• Extract
══════════

Parallelization Strategy

Level 1: Model parallelism

• Train different models simultaneously
• Each model version = separate Spark job

Level 2: Commodity parallelism

• Coffee and Sugar forecasted independently
• 2x parallelization

Level 3: Backtesting parallelism

• Multiple cutoff dates processed in parallel
• PySpark UDFs for walk-forward validation

Implementation:

# Spark distributes across cutoff dates
cutoff_dates = pd.date_range('2023-01-01', '2024-10-28', freq='D')
spark_df = spark.createDataFrame([(str(d),) for d in cutoff_dates], ["cutoff_date"])

# Parallel execution
results = spark_df.rdd.map(lambda row: train_and_forecast(row.cutoff_date)).collect()

Development Workflow

Local Development (Rapid Iteration)

1. Work with data/unified_data_snapshot_all.parquet (468 KB)
2. Test models on sample data
3. Validate logic, schemas, outputs

Databricks Deployment

1. Upload Python modules to Databricks Repos or DBFS
2. Run on full dataset
3. Leverage cluster parallelization

Dual-Mode Code Pattern

def load_unified_data(local_mode=False):
    if local_mode:
        return spark.read.parquet("data/unified_data_snapshot_all.parquet")
    else:
        return spark.table("commodity.silver.unified_data")

Model Versioning

Convention: {model_type}_{variant}_v{number}

Examples:

• arima_baseline_v1: Simple ARIMA(1,1,1) on close price
• sarimax_weather_v1: SARIMAX with weather covariates
• sarimax_full_v2: All features, tuned hyperparameters
• lstm_regional_v1: LSTM with region pivots

Storage: Partitioned by model_version in Delta tables

Production Flag: Connor designates which model is "production" for trading agent

Future Enhancements

1. MLflow integration: Track experiments, hyperparameters, metrics
2. Model registry: Centralized model storage and versioning
3. API layer: REST API for real-time forecasts
4. Monitoring dashboard: Model performance tracking
5. Auto-retraining: Scheduled jobs to update models daily

══════════

• To do
A. Using the forecasting notes, name every model version given as an example of the naming convention.
B. Duplicate everything in the forecasting notes from "# Spark distributes" down to "data/unified_data_snapshot_all.parquet (468 KB)".
You won't need the items that come after these notes.

Pointing dataset excerpts
══════════

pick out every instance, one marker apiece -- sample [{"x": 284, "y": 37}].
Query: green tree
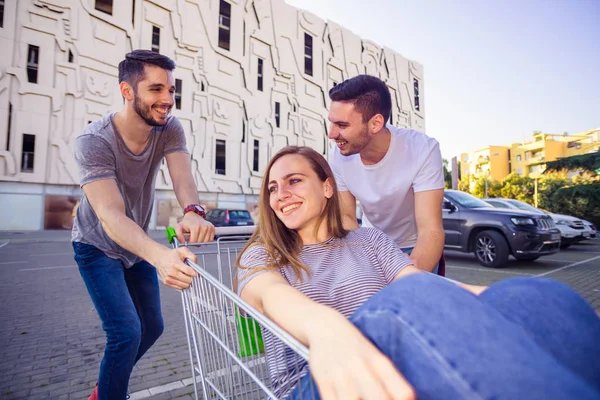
[
  {"x": 518, "y": 187},
  {"x": 493, "y": 188}
]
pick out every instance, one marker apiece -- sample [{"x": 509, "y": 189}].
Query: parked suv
[
  {"x": 472, "y": 225},
  {"x": 227, "y": 217},
  {"x": 572, "y": 230}
]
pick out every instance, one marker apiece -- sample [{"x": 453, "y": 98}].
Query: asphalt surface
[{"x": 52, "y": 341}]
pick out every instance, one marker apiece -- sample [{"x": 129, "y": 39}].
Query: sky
[{"x": 494, "y": 71}]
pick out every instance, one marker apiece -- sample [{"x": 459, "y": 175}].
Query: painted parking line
[
  {"x": 489, "y": 270},
  {"x": 556, "y": 260},
  {"x": 568, "y": 266},
  {"x": 51, "y": 254},
  {"x": 47, "y": 268},
  {"x": 145, "y": 393}
]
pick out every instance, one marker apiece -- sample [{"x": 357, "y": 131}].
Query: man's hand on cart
[
  {"x": 346, "y": 365},
  {"x": 198, "y": 229},
  {"x": 172, "y": 269}
]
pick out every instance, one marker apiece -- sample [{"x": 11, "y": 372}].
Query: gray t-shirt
[
  {"x": 344, "y": 273},
  {"x": 101, "y": 153}
]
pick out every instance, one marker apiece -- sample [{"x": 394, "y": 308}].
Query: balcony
[{"x": 482, "y": 160}]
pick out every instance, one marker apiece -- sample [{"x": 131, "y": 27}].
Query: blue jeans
[
  {"x": 128, "y": 303},
  {"x": 522, "y": 338},
  {"x": 409, "y": 250}
]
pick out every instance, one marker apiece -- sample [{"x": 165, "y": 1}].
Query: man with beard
[
  {"x": 119, "y": 157},
  {"x": 396, "y": 174}
]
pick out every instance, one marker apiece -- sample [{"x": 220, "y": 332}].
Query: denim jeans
[
  {"x": 521, "y": 338},
  {"x": 128, "y": 303}
]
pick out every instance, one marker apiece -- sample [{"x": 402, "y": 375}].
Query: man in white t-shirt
[{"x": 396, "y": 174}]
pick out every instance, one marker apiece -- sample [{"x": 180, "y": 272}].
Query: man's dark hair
[
  {"x": 369, "y": 95},
  {"x": 131, "y": 69}
]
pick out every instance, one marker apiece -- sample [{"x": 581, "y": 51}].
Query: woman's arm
[{"x": 342, "y": 361}]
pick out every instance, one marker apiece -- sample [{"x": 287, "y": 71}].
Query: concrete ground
[{"x": 52, "y": 341}]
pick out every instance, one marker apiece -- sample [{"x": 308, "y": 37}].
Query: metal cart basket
[{"x": 225, "y": 334}]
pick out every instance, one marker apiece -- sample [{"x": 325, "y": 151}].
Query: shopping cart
[{"x": 227, "y": 337}]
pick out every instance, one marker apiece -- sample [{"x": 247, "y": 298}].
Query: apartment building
[
  {"x": 252, "y": 76},
  {"x": 527, "y": 158}
]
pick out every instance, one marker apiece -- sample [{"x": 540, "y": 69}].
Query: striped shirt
[{"x": 344, "y": 274}]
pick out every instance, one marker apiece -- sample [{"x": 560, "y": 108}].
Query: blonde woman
[{"x": 379, "y": 328}]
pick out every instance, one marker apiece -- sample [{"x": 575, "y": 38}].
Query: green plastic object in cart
[
  {"x": 249, "y": 335},
  {"x": 249, "y": 332}
]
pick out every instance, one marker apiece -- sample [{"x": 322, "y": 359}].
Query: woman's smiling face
[{"x": 297, "y": 195}]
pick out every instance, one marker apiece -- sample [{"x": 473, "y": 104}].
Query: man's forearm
[
  {"x": 428, "y": 249},
  {"x": 127, "y": 234},
  {"x": 186, "y": 191}
]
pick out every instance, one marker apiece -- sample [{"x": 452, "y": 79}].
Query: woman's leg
[
  {"x": 142, "y": 282},
  {"x": 450, "y": 345},
  {"x": 553, "y": 315},
  {"x": 105, "y": 281}
]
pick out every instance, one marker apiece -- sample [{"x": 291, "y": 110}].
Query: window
[
  {"x": 220, "y": 157},
  {"x": 33, "y": 55},
  {"x": 224, "y": 24},
  {"x": 155, "y": 39},
  {"x": 8, "y": 128},
  {"x": 133, "y": 12},
  {"x": 417, "y": 104},
  {"x": 307, "y": 54},
  {"x": 260, "y": 74},
  {"x": 27, "y": 153},
  {"x": 255, "y": 159},
  {"x": 105, "y": 6},
  {"x": 178, "y": 94}
]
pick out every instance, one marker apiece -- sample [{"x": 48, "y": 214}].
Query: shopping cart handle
[
  {"x": 171, "y": 234},
  {"x": 221, "y": 230}
]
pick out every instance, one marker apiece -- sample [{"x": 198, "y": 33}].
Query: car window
[
  {"x": 239, "y": 214},
  {"x": 524, "y": 206},
  {"x": 498, "y": 204},
  {"x": 467, "y": 200}
]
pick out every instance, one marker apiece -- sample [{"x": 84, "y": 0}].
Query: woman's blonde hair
[{"x": 281, "y": 244}]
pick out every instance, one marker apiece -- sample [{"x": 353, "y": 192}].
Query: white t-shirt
[{"x": 386, "y": 190}]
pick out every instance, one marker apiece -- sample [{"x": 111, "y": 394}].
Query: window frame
[
  {"x": 218, "y": 154},
  {"x": 224, "y": 37}
]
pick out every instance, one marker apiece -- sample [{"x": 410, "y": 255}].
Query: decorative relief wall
[{"x": 80, "y": 46}]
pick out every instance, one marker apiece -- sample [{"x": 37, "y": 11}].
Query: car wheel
[
  {"x": 527, "y": 258},
  {"x": 491, "y": 249}
]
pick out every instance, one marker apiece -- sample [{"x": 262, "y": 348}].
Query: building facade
[
  {"x": 252, "y": 76},
  {"x": 528, "y": 158}
]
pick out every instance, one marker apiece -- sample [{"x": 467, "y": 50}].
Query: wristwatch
[{"x": 195, "y": 208}]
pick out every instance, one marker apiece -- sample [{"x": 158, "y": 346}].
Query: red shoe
[{"x": 94, "y": 395}]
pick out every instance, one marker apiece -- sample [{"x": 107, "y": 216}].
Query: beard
[
  {"x": 357, "y": 144},
  {"x": 145, "y": 112}
]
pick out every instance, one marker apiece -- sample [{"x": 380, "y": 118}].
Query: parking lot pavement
[
  {"x": 578, "y": 266},
  {"x": 52, "y": 339}
]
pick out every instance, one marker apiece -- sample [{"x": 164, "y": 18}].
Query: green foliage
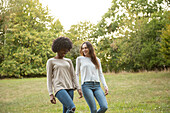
[
  {"x": 136, "y": 26},
  {"x": 128, "y": 93},
  {"x": 165, "y": 45},
  {"x": 132, "y": 36},
  {"x": 26, "y": 41}
]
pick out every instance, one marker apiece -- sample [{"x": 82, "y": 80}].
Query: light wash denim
[
  {"x": 66, "y": 98},
  {"x": 91, "y": 90}
]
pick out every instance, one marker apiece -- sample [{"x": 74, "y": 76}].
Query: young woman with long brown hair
[{"x": 89, "y": 66}]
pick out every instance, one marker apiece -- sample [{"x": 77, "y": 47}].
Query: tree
[
  {"x": 165, "y": 45},
  {"x": 136, "y": 24},
  {"x": 27, "y": 40}
]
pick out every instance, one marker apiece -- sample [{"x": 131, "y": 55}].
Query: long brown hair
[{"x": 91, "y": 53}]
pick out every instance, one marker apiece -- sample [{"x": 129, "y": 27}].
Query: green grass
[{"x": 147, "y": 92}]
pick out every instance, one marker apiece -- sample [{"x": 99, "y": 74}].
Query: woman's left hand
[{"x": 106, "y": 91}]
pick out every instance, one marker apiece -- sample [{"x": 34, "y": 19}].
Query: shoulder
[
  {"x": 67, "y": 59},
  {"x": 80, "y": 57}
]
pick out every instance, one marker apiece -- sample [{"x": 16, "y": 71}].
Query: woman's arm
[{"x": 102, "y": 78}]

══════════

• Solutions per task
A. arima_baseline_v1, sarimax_weather_v1, sarimax_full_v2, lstm_regional_v1

B.
# Spark distributes across cutoff dates
cutoff_dates = pd.date_range('2023-01-01', '2024-10-28', freq='D')
spark_df = spark.createDataFrame([(str(d),) for d in cutoff_dates], ["cutoff_date"])

# Parallel execution
results = spark_df.rdd.map(lambda row: train_and_forecast(row.cutoff_date)).collect()

Development Workflow

Local Development (Rapid Iteration)

1. Work with data/unified_data_snapshot_all.parquet (468 KB)